В третьем слове обличается нелепость предположения беспредельности сведением этого предположения к невозможности, как связанного с выводами невозможными. Спросим, например, кто причина неопределённости? Бог? Но как определяющий всё Собою (потому что хоть Он для нас непостижим и неопределим, но не таков Он по своей природе Сам для Себя), Он не производит ничего неопределённого: всё предусмотрено Божиим предведением и потому предопределено. Другое что? Но в таком случае придётся кроме Бога допустить с Манесом другое начало, противобожное. Или это одно из свойств сущности? Но как же в таком случае приписывать ему владычественность над жизнью и смертью, повреждение сущности? Но пусть допустим, что где-нибудь есть беспредельность. «Где же она есть? Если везде, то, значит, всё существует вне пределов божественного промысла, всё полно беспорядка и неустройства, потому что всё неопределённое беспорядочно, а беспорядочное неустроено. Или в предметах чувственных и из них особенно в мире подлунном, где много неустройства? Так принимали язычники..., а я спросил бы: для чего изъемлешь из божественной руки управление здешними делами? Потому ли, что Бог не может сего делать, хоть и хочет, или может, но не хочет, или ни может, ни хочет? Но это двойная несообразность, так как одно чуждо всесовершительной силе Божией, другим умаляется достоинство всеспасающей благости, а всё предположение дышит нечестием. Остаётся за сим, что и может, и хочет»... Если, таким образом, ни в чем из существующего нет беспредельности, то, может быть, она есть в несуществующем ещё, которое не определено Называющим несуществующее как существующее (Рим. 4:17)? Но и не бывает того, что не предуведано и не определено. Иначе как Бог будет всеведущим и воздающим каждому по делам его? «Главное во всём сказанном: если нет предела, то нет и предведения, потому что неопределённое не предуведано; если нет предведения, то и промысла нет, потому что как Бог станет промышлять о непредусмотренном? если нет промысла, то нет и творчества; если нет творчества, то и Бога нет. А если есть Бог, как и действительно есть Бог – Творец всего, промыслом объемлющий всё, предвидевший всё прежде бытия его, то есть и предел всему такой или иной. И если Божий промысл и Его предведение простираются на всё, то во всём есть и предел Божий...»

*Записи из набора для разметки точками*

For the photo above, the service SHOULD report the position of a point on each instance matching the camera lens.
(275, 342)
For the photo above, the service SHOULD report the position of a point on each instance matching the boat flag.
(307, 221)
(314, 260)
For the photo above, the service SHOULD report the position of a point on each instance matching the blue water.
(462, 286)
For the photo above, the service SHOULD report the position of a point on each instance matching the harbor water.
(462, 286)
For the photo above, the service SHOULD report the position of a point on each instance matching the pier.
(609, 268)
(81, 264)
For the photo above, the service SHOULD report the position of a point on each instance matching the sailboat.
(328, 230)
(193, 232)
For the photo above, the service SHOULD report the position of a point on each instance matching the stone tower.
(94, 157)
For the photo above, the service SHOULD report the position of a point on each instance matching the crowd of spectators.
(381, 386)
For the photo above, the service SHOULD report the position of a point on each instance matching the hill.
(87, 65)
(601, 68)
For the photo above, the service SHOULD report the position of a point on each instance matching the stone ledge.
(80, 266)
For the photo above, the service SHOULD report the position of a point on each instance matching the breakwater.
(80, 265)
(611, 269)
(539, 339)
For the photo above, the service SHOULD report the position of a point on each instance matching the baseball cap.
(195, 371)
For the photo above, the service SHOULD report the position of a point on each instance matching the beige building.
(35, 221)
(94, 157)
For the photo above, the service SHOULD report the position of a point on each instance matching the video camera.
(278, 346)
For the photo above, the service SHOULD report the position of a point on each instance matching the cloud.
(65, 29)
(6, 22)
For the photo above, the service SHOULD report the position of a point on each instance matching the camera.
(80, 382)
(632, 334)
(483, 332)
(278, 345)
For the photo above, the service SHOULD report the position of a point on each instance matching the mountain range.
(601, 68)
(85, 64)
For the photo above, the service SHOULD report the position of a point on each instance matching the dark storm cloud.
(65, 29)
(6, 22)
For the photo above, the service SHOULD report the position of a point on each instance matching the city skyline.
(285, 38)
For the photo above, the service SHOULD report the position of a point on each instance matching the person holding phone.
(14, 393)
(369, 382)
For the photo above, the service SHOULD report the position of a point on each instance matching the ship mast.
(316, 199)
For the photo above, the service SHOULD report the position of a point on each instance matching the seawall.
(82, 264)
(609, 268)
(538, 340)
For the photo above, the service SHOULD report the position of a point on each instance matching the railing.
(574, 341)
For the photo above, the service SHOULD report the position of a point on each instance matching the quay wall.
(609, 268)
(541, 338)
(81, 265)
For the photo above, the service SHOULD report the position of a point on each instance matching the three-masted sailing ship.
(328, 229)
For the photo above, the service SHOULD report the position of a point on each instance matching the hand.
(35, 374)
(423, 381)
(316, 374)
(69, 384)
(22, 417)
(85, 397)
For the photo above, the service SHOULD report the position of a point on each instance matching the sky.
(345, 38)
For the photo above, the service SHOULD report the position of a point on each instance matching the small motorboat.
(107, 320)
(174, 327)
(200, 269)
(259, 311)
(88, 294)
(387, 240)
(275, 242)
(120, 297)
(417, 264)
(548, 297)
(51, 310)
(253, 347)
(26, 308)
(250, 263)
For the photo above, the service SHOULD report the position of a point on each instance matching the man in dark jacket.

*Задача*
Перечислите по порядку всё, что, согласно цепочке выводов в последней цитате фрагмента о беспредельности, перестаёт существовать, если нет предела.

*Результат выполнения*
Предведение, промысел, творчество, Бог.